Yapacağınız iş:
Erbil gezi notlarına göre şu soruları cevaplayın:
(a) Otele yerleştikten sonra arkadaşla nerede, ne yapıldı?
(b) Erbil'in diğer adı nedir?
(c) Şehrin nüfusu ne kadardır?

Seçilmiş bölüm:
Yazı İçeriği
Uzun ve yorucu bir yolculuk sonrası Erbil’e ulaşmış ve arkadaşımızla buluşmuştuk. Otele yerleşir yerleşmez, bizi dışarı çıkardı. Oldukça nezih bir bölgede çay içip sohbet ettik. Himdad İsmail ertesi gün buluşmak üzere bizi otel bıraktı. Uzun ve yorucu bir yolculuktan sonra dinlenme vaktiydi.
Erbil Gezi Notları
Erbil, diğer adıyla Hawler, Irak Kürt Bölgesel Yönetimi’nin başkenti ve siyasi açıdan da adı en çok duyulan kenti. Şehrin nüfusu 2 milyon civarındadır. Nüfusun büyük çoğunluğu Kürtlerden oluşuyor. Az sayıda Arap, Türkmen ve Keldaniler bulunuyor. Tarihi çok eskilere dayanan Mezopotamya’nın bu önemli şehri, yaşadığı savaşın bütün acılarını geride bırakıp yeniden ayağa kalkmaya çalışıyor. Bölgenin en eski yerleşim birimlerinden olan Erbil’in tarihi binlerce yıl öncesine uzanıyor. Birçok medeniyete ev sahipliği yapan Erbil, tarih boyunca Anadolu’dan Bağdat’a uzanan ticaret yolları üzerinde önemli konumdaki kentlerden biri oldu.

Ham veriler:
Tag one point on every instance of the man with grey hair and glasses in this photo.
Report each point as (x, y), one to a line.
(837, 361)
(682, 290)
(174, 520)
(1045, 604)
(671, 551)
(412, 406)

Tam cevap:
(a) Oldukça nezih bir bölgede çay içilip sohbet edildi.
(b) Hawler.
(c) 2 milyon civarında.